→ PASSAGE TO READ:
Big man (back) on campus

May. 08, 2013 @ 04:47 AM

When major league pitcher Todd Coffey took the mound last Thursday, he did not break into his trademark sprint. It was not the eighth inning of a tie game. The go-ahead run wasn’t on base, nor was he facing a feared homerun hitter, but he was under pressure.

Faced with the task of throwing out the first pitch before the Chase and Burns game, where he had his number retired, Coffey went into an abbreviated windup and delivered a pitch that fell short of and sank well below the strike zone.

“I was a little nervous,” Coffey admitted. “I wanted to throw a good pitch, but at the same time I wanted the catcher to catch the ball. I hadn’t warmed up so I just lobbed it in there and it dove on me. Everybody seemed to get a good laugh out of it.”

Even though the first pitch missed the strike zone, the rest of the day’s events were right on target for the Rutherford County native.

“Having your jersey retired at any level is an honor,” said Coffey. “But to have it done here at Chase where I have so many memories is special.”

Of those many memories, two stand out for Coffey.

“The funniest thing that happened was when we were playing up on the other field and the portable fence fell down,” he said. “We had to delay the game while the whole team ran to set it back up. My most memorable game was against Bandys. I had a no hitter going through 6 2/3 innings and I threw an 0-2 fastball right down the middle. It was a mistake and I gave up a hit. Coach (Chris) White was out of the dugout letting me hear about it before the runner had gotten to first base.”

Before the game, Coffey offered advice to the current set of Trojans that he hopes will stick in their own memories.

“I asked the team how their season was going and they told me that it wasn’t going very well. Then I asked them if they were still having fun playing baseball and they all said 'yes.' That’s the most important thing," Coffey said. "As long as you are having fun playing baseball, it’s a great season, no matter what your record is. You don’t need to take baseball for granted because every game could be your last. You need to have fun more than anything else.”

→ DIRECTIONS FOR THIS TASK:
Continue the article about Todd Coffey's jersey retirement at Chase, picking up after its final paragraph.

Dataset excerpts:
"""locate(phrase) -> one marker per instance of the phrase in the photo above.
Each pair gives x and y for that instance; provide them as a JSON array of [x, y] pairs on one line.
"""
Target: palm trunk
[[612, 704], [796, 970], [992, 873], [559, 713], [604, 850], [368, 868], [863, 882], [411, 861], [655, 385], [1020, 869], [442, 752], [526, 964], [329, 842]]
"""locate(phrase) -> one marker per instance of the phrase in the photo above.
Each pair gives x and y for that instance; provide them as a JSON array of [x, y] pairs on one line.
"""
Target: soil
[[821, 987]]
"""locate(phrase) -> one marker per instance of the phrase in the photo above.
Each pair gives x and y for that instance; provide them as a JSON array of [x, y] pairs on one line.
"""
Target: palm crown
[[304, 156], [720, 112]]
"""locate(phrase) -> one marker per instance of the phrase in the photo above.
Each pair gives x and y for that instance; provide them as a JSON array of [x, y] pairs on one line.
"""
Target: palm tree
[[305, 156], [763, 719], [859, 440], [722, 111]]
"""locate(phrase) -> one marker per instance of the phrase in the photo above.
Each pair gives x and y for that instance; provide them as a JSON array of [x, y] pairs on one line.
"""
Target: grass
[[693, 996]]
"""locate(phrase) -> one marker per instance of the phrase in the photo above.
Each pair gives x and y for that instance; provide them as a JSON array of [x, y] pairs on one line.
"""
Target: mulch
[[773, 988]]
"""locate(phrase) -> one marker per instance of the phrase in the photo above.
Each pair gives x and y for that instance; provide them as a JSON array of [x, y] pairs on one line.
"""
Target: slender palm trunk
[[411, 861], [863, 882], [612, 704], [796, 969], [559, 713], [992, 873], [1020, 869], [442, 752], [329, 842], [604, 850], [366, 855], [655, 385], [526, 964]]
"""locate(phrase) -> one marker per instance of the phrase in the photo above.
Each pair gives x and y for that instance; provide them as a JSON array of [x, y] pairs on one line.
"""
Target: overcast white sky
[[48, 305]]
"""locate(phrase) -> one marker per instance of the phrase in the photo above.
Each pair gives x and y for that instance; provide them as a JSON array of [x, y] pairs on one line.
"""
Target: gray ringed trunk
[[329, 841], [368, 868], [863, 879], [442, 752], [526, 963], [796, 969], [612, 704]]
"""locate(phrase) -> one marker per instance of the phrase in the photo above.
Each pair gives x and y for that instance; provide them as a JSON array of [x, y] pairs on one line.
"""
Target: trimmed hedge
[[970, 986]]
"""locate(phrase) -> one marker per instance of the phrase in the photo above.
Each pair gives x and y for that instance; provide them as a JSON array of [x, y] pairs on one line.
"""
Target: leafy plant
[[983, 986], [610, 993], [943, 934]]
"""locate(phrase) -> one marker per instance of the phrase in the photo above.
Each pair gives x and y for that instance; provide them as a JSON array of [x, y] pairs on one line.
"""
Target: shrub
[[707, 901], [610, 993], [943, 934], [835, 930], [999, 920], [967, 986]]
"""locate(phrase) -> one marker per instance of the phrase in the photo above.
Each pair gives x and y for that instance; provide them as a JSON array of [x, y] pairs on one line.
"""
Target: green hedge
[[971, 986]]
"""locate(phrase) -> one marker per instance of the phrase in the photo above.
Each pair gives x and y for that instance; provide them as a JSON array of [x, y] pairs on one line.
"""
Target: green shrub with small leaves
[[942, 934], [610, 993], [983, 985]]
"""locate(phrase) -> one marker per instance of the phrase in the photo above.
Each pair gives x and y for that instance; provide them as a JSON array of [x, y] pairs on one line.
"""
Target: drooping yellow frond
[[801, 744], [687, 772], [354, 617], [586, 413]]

→ TASK OUTPUT:
Coffey is also hopeful that his retired jersey will offer encouragement.

“The team or maybe even a young fan will get to see it every day when they come to a game and know that anything is possible. Hopefully, it will give them the incentive to work harder and strive to be where I'm at right now.”

For now, that place is Rutherford County, as Coffey is currently rehabbing from Tommy John’s surgery, but he hopes to be back on a Major League mound by July.

“The rehab is right on schedule and I’m looking forward to pitching again,” he said. “But in many ways, my injury was a blessing because I get to spend time with my kids. I was able to go to a daddy/daughter dance the other day and a little league game. That’s something I could never have done if I was pitching right now. I believe everything happens for a reason.”

As much as Coffey is enjoying his time away from the game, baseball keeps calling him back to the mound.

“Man, I wish I was out there playing,” Coffey said as Chase took the field and the game began. “There is just something about the game that I can’t get enough of. It is truly a team sport. Baseball is one of the best things that has ever happened to me. I can’t wait to start playing again.”